• [WHAT IS BEING ASKED]
Would you restate, exactly as they appear, the lines from the one containing "If you could mark the bird's eye" through the end of the data below?

☆ ☆ ☆

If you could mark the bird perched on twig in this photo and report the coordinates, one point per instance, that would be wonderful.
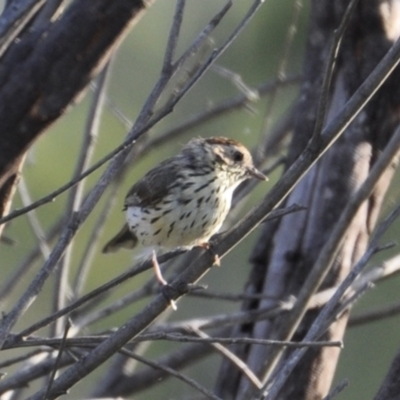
(185, 199)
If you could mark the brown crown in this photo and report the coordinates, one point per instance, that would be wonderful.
(222, 140)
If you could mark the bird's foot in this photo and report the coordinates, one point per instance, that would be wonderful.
(166, 287)
(171, 291)
(210, 247)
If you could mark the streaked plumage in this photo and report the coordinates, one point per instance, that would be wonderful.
(184, 200)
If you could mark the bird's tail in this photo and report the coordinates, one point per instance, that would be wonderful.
(123, 239)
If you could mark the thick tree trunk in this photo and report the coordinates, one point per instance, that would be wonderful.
(286, 251)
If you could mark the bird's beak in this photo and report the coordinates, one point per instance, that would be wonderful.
(255, 173)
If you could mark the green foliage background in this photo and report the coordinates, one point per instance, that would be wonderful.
(256, 56)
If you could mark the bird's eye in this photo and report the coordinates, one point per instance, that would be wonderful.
(238, 156)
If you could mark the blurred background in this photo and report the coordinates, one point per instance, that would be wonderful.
(259, 55)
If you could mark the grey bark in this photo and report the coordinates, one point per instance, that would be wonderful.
(286, 251)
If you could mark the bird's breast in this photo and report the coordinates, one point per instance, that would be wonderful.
(182, 219)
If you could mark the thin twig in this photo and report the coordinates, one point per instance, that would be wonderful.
(337, 389)
(324, 262)
(330, 67)
(235, 360)
(170, 371)
(58, 359)
(33, 219)
(74, 201)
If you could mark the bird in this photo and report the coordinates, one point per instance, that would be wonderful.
(183, 201)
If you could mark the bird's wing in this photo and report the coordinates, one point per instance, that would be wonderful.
(154, 186)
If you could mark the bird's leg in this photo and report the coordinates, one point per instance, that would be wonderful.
(161, 279)
(209, 247)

☆ ☆ ☆

• [OUTPUT OF THE EXERCISE]
If you could mark the bird's eye in this photo and report the coordinates, one point per instance, that would be wonderful.
(238, 156)
If you could mark the blurred background in this photo and report the coordinates, one point per instance, that would be wonderful.
(259, 55)
If you could mark the grey bark in this photo and report the coordinates, one point per instance, that would be wonderful.
(286, 251)
If you could mark the bird's breast in this photo and report the coordinates, one point per instance, that would be wonderful.
(182, 219)
If you could mark the thin twig in this photo and report the coordinates, one point per instance, that would be wonderful.
(337, 389)
(324, 262)
(330, 67)
(235, 360)
(170, 371)
(58, 359)
(33, 219)
(74, 201)
If you could mark the bird in this photo and report the coordinates, one point per instance, that would be wonderful.
(183, 201)
If you could mark the bird's wing in this photo and report the coordinates, one point per instance, that would be wonderful.
(154, 186)
If you could mark the bird's leg in this photo and report the coordinates, one point per instance, that would be wonderful.
(161, 279)
(209, 247)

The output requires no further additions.